What the task requires
Render the whole listing below as a numbered list, one item per line, with blank lines omitted.

_____

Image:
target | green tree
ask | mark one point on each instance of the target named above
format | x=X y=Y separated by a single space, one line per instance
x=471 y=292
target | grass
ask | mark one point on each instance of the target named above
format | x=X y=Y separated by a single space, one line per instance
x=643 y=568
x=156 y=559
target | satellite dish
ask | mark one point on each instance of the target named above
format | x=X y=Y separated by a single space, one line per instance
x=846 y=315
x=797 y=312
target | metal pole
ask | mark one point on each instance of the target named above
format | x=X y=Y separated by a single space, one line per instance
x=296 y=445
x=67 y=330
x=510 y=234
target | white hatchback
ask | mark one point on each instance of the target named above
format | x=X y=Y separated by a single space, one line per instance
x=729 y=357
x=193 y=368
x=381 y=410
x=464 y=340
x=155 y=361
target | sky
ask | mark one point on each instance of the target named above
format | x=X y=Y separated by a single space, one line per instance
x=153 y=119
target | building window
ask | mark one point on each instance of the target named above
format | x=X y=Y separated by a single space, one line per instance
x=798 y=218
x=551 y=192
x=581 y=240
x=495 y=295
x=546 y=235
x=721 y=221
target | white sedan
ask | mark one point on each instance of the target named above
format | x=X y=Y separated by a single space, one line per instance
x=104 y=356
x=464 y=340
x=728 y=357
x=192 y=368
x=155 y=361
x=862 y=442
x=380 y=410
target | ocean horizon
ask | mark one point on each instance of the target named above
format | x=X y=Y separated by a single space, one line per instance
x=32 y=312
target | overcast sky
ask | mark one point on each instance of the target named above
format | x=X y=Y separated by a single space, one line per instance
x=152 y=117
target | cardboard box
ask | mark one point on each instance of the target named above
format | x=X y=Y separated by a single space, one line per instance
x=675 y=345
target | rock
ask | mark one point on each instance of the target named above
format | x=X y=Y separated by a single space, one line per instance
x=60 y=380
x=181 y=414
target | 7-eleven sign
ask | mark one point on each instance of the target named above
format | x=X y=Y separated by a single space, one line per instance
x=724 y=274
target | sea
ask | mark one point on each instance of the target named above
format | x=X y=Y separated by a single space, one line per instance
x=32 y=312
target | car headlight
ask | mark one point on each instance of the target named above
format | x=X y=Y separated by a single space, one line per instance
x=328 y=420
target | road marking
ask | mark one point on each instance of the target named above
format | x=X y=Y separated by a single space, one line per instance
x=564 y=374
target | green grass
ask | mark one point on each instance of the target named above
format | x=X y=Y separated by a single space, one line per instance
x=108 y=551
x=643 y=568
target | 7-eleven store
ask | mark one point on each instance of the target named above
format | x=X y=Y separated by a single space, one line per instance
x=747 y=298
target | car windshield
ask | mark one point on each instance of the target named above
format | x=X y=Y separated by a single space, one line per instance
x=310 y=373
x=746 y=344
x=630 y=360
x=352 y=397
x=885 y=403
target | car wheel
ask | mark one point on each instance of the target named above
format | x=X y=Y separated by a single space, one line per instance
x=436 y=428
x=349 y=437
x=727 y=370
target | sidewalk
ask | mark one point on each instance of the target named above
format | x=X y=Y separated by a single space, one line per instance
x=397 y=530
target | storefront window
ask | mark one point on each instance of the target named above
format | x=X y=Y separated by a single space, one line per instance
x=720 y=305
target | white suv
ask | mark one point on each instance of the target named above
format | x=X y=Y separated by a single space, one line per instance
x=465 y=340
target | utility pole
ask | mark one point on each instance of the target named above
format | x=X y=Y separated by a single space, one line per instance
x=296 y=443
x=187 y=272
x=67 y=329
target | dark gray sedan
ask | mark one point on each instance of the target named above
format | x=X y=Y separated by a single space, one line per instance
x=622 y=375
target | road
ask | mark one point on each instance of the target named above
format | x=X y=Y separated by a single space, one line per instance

_____

Exercise output
1. Image:
2. target | green tree
3. ask | mark one point on each instance of the target named above
4. format | x=X y=Y separated by a single space, one line per instance
5. x=471 y=292
6. target | grass
7. ask | mark one point on each instance of the target named above
8. format | x=X y=Y separated by a single space, one line per instance
9. x=643 y=568
10. x=156 y=559
11. target | satellite dish
12. ask | mark one point on each instance of the target named above
13. format | x=X y=Y separated by a single space, one line per instance
14. x=846 y=315
15. x=797 y=312
16. target | metal pole
17. ask | mark one point on each instance of the target named above
18. format | x=X y=Y separated by a single space, one line per instance
19. x=296 y=445
20. x=67 y=330
21. x=510 y=234
22. target | white hatchback
23. ask | mark one point on each instance of the target named above
24. format | x=X y=Y separated by a single space, one line per instance
25. x=729 y=357
26. x=193 y=368
27. x=381 y=410
28. x=464 y=340
29. x=155 y=361
30. target | sky
31. ask | mark one point on each instance of the target named above
32. format | x=X y=Y separated by a single space, one line per instance
33. x=153 y=119
34. target | building window
35. ask | mark one point on each instance of the target named above
36. format | x=X y=Y separated by a single space, one line per instance
37. x=798 y=218
38. x=551 y=192
39. x=581 y=240
40. x=495 y=295
41. x=546 y=235
42. x=721 y=221
43. target | white sedan
44. ask | mark one point on each instance of the target named above
45. format | x=X y=Y separated by a single space, one line per instance
46. x=104 y=356
47. x=464 y=340
48. x=728 y=357
49. x=192 y=368
50. x=155 y=361
51. x=862 y=442
52. x=380 y=410
53. target | ocean horizon
54. ask | mark one point on each instance of the target named above
55. format | x=X y=Y separated by a single space, one line per instance
56. x=32 y=312
57. target | overcast sky
58. ask | mark one point on each instance of the target named above
59. format | x=X y=Y separated by a single space, one line per instance
60. x=152 y=117
61. target | cardboard box
62. ask | mark one point on each instance of the target named above
63. format | x=X y=Y separated by a single space, one line per instance
64. x=675 y=345
65. target | rock
66. ask | mark one point on each instance of the target named above
67. format | x=X y=Y separated by a single space, one line per instance
68. x=60 y=380
69. x=181 y=414
70. target | 7-eleven sign
71. ask | mark one point on each instance of the target named above
72. format | x=X y=Y separated by a single space, one line per instance
73. x=724 y=274
74. target | sea
75. ask | mark one point on each instance of the target named above
76. format | x=X y=Y separated by a single space, one line per instance
77. x=32 y=312
78. target | car headlight
79. ask | mark one point on each instance of the target named above
80. format | x=X y=Y separated by a single space, one line per instance
81. x=328 y=420
82. target | road marking
83. ask | mark one point on each instance of the target named above
84. format | x=X y=Y separated by a single space, one line per instance
85. x=564 y=374
86. target | green grass
87. ask | mark one point on each instance of the target named above
88. format | x=X y=Y separated by a single space, one line per instance
89. x=108 y=551
90. x=643 y=568
91. target | 7-eleven store
92. ask | mark one point on each instance of the target named above
93. format | x=X y=Y separated by a single space, one line per instance
94. x=747 y=298
95. target | car windshield
96. ask | mark one point on each instance of the target named above
97. format | x=X y=Y separated by a single space, one line per instance
98. x=310 y=373
99. x=746 y=344
100. x=630 y=360
101. x=352 y=397
102. x=885 y=403
103. target | car wheel
104. ask | mark one point on each instance of the target named above
105. format | x=X y=Y separated by a single space, one line per instance
106. x=436 y=428
107. x=349 y=437
108. x=727 y=370
109. target | sidewalk
110. ask | mark one point on each instance of the target named above
111. format | x=X y=Y separated by a single space, one line per instance
112. x=397 y=530
113. target | storefront window
114. ask | mark one point on each instance of the target named above
115. format | x=X y=Y separated by a single space, one line per instance
116. x=720 y=305
117. target | white suv
118. ask | mark one point on each instance of the target named above
119. format | x=X y=Y separated by a single space, one line per instance
120. x=465 y=340
121. target | utility pole
122. ask | mark one point on each instance of the target named above
123. format | x=X y=Y separated by a single space, one line per instance
124. x=296 y=443
125. x=187 y=272
126. x=67 y=329
127. target | dark gray sedan
128. ask | mark one point on each instance of the target named above
129. format | x=X y=Y separated by a single space, one line per instance
130. x=622 y=375
131. target | road
132. ask | mark one point on each instance of the target named above
133. format | x=X y=Y separated by a single space, one line per instance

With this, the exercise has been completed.